→ What this task involves:
Could you restate, word for word, the line that has "One pin marks each instance of the green grass" and all lines following it through the end of the entries below?

[[ Extracted data, beginning ]]

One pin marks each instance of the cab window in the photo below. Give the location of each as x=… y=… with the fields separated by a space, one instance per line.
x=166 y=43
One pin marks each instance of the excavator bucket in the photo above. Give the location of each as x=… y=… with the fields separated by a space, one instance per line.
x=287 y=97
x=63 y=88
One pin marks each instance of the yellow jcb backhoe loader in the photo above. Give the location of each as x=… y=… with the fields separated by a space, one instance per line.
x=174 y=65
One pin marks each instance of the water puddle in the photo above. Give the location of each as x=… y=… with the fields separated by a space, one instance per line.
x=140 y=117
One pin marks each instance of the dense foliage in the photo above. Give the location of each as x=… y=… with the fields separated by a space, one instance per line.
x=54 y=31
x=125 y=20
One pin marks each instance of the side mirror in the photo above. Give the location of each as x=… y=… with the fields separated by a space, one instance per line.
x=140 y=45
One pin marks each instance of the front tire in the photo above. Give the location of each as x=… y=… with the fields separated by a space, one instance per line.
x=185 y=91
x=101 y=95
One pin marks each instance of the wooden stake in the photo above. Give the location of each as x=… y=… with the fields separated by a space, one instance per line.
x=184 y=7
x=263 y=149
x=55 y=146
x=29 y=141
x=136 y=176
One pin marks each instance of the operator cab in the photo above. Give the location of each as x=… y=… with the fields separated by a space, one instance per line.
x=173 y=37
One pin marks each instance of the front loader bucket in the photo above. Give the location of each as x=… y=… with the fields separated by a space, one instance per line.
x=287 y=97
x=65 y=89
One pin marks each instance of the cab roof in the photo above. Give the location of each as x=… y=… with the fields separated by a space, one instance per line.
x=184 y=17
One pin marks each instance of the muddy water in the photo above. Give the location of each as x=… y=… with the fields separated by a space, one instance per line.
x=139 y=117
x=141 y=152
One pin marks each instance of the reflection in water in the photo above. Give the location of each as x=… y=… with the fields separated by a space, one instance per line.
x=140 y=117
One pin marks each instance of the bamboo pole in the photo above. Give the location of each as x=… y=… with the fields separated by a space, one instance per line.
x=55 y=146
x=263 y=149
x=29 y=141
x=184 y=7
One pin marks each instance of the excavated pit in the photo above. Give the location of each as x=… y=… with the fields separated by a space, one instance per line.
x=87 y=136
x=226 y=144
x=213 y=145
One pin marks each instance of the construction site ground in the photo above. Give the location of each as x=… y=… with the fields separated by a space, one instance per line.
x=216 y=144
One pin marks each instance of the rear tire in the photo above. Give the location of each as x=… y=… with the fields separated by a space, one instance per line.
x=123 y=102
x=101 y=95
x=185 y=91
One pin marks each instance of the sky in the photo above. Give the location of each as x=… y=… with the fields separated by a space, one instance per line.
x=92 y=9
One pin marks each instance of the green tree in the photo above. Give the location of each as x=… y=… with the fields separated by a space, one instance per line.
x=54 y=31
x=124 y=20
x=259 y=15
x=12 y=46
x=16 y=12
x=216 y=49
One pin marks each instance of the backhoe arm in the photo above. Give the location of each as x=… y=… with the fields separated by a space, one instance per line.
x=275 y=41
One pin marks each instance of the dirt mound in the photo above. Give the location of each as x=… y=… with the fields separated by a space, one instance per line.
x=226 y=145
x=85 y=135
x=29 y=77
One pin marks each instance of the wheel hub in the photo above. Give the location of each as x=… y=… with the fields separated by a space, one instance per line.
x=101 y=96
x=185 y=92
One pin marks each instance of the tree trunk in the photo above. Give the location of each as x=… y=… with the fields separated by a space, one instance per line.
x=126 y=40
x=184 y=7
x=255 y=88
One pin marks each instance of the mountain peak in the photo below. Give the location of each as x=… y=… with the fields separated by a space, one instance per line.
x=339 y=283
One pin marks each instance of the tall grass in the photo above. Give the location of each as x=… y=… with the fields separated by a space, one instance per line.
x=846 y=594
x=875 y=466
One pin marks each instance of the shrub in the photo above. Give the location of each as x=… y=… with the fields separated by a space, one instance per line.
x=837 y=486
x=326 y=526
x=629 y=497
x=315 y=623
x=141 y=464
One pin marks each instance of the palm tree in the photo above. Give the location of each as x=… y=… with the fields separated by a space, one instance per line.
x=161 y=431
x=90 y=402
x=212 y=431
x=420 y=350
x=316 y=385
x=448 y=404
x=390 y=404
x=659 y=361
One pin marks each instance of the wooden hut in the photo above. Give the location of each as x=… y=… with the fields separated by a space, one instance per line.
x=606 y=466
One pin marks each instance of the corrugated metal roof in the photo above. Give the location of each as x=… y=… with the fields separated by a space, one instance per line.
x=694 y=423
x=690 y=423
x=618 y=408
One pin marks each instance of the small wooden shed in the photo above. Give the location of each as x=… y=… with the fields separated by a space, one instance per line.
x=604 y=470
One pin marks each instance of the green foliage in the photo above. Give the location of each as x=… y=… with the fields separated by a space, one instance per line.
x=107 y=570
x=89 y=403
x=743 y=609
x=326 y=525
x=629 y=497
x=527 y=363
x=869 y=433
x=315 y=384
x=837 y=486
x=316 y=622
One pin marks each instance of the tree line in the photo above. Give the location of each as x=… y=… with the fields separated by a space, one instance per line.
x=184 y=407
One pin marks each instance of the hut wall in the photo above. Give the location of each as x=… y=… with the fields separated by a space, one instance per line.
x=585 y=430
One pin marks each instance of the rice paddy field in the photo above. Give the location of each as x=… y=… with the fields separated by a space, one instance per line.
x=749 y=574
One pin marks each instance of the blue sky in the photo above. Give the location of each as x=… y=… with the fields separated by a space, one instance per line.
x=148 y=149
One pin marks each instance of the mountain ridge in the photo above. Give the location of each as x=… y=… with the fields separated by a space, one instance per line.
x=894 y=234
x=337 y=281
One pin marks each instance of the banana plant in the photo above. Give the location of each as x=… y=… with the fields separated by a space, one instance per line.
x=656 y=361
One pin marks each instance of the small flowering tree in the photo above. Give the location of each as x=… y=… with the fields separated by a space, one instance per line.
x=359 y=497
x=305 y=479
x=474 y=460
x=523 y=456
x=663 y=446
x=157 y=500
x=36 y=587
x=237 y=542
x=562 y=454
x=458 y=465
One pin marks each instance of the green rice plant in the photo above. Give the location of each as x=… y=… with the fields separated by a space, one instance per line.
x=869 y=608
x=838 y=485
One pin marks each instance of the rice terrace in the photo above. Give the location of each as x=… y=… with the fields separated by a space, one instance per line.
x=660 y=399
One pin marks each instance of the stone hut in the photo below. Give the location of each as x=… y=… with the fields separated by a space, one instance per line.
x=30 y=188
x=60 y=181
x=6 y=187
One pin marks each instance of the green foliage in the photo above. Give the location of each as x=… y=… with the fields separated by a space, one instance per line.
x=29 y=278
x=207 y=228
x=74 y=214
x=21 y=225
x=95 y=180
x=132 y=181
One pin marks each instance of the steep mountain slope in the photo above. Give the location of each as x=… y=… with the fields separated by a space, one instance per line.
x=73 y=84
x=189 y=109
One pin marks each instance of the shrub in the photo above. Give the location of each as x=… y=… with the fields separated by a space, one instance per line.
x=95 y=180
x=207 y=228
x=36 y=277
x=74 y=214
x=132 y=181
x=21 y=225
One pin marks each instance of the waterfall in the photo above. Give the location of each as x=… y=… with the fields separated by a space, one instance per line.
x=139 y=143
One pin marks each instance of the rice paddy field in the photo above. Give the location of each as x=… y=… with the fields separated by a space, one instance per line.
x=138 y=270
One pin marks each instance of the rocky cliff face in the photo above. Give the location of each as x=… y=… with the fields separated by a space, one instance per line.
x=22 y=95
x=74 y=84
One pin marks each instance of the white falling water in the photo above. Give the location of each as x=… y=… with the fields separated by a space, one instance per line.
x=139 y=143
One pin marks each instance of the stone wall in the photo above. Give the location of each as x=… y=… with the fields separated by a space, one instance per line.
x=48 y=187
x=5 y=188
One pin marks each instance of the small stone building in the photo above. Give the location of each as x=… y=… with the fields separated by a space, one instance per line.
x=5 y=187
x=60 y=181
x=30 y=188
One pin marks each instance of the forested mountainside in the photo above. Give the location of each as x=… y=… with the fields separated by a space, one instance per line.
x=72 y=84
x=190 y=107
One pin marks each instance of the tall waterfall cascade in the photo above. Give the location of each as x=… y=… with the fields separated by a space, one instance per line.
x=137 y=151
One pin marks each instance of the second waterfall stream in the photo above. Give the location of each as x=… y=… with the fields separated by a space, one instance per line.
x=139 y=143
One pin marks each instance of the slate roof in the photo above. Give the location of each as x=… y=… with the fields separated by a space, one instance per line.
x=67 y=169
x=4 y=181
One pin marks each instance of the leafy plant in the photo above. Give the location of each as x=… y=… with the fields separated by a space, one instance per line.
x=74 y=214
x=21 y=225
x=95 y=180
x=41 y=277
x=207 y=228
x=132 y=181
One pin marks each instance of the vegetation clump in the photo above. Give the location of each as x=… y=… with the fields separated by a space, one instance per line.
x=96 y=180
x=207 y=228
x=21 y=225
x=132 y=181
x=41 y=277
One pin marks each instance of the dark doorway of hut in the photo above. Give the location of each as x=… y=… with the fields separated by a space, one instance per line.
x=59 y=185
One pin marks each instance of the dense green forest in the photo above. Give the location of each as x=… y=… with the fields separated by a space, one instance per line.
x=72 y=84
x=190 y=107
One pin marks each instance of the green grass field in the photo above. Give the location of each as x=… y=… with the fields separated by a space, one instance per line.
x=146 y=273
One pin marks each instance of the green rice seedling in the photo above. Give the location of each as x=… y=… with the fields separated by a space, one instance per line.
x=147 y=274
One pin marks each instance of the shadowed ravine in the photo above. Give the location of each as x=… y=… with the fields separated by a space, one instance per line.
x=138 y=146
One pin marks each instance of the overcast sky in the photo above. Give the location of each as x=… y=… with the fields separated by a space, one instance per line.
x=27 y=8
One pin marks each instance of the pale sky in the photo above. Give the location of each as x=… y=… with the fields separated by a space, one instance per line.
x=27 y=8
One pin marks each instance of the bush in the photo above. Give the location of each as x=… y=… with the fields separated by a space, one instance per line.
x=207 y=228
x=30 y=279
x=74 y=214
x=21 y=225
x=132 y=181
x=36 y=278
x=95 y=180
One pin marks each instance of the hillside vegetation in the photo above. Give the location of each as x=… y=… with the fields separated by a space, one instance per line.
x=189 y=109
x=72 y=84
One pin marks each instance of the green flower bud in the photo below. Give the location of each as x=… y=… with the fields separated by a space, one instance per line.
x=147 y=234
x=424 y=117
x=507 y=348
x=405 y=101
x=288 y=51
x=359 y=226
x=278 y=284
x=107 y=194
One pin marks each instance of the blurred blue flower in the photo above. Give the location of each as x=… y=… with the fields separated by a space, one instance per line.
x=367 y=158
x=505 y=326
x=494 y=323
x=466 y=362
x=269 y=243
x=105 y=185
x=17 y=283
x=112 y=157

[[ Extracted data, end ]]

→ Written response:
One pin marks each instance of the green grass field in the photo above. Give the location of each as x=… y=… with the fields separated by a space, one instance per line.
x=146 y=273
One pin marks each instance of the green rice seedling in the photo above. Give the location of each as x=… y=… with the fields separated by a space, one instance per line.
x=147 y=274
One pin marks each instance of the shadowed ravine in the photo above. Give the location of each as x=… y=… with the fields separated by a space, one instance per line.
x=138 y=146
One pin marks each instance of the overcast sky in the photo above. Give the location of each as x=… y=… with the fields separated by a space, one instance per line.
x=27 y=8
One pin marks each instance of the pale sky in the photo above. Give the location of each as x=… y=… with the fields separated by a space, one instance per line.
x=27 y=8
One pin marks each instance of the bush in the photo above. Give the location of each as x=… y=… with the fields separated by a space, one instance per line.
x=207 y=228
x=30 y=279
x=74 y=214
x=21 y=225
x=132 y=181
x=36 y=278
x=95 y=180
One pin marks each instance of the hillside vegetation in the photo above. Give the location of each as x=… y=… with the fields separated by a space, one instance per line.
x=189 y=109
x=72 y=84
One pin marks each instance of the green flower bud in the photo below. Give the location of each as x=… y=… with the fields separated by a space, one instance per line.
x=147 y=234
x=424 y=117
x=507 y=348
x=405 y=101
x=288 y=51
x=359 y=226
x=278 y=284
x=107 y=194
One pin marks each instance of the blurred blue flower in the photo above. Give the location of each as x=… y=… with the fields separated by a space, one instance per line.
x=367 y=158
x=505 y=326
x=494 y=323
x=466 y=362
x=269 y=243
x=105 y=185
x=17 y=283
x=112 y=157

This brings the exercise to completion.